*What is being asked:*
Look through the entries. Copy each line that has the word "swimming".

Information supplied Start Marker

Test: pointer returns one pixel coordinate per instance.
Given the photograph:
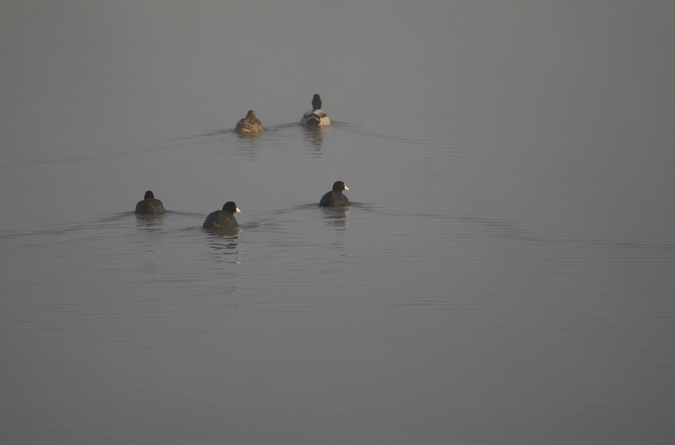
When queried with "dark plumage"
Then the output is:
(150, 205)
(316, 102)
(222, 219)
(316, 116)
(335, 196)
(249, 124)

Information supplied End Marker
Information supplied Start Marker

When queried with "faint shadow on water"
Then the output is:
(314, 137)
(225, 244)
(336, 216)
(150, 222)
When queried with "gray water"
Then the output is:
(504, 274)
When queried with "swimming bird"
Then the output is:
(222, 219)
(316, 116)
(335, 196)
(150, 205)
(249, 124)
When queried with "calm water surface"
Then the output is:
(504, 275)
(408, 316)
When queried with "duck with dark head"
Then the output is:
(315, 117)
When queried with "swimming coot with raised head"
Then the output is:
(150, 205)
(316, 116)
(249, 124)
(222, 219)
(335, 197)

Information supplied End Marker
Information supplied Start Marker

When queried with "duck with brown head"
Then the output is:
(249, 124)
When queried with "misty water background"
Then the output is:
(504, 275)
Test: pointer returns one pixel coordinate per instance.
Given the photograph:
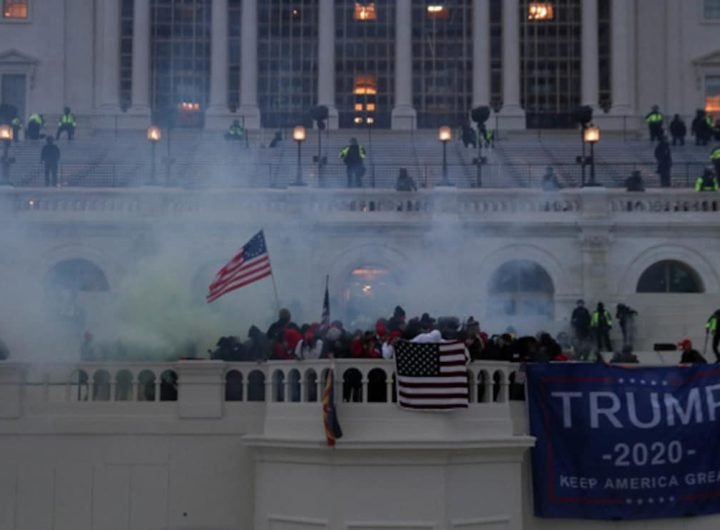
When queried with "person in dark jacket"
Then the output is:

Information supplied End Marker

*Written response:*
When queried with "swimming bird"
When queried with "swimming coot with raised head"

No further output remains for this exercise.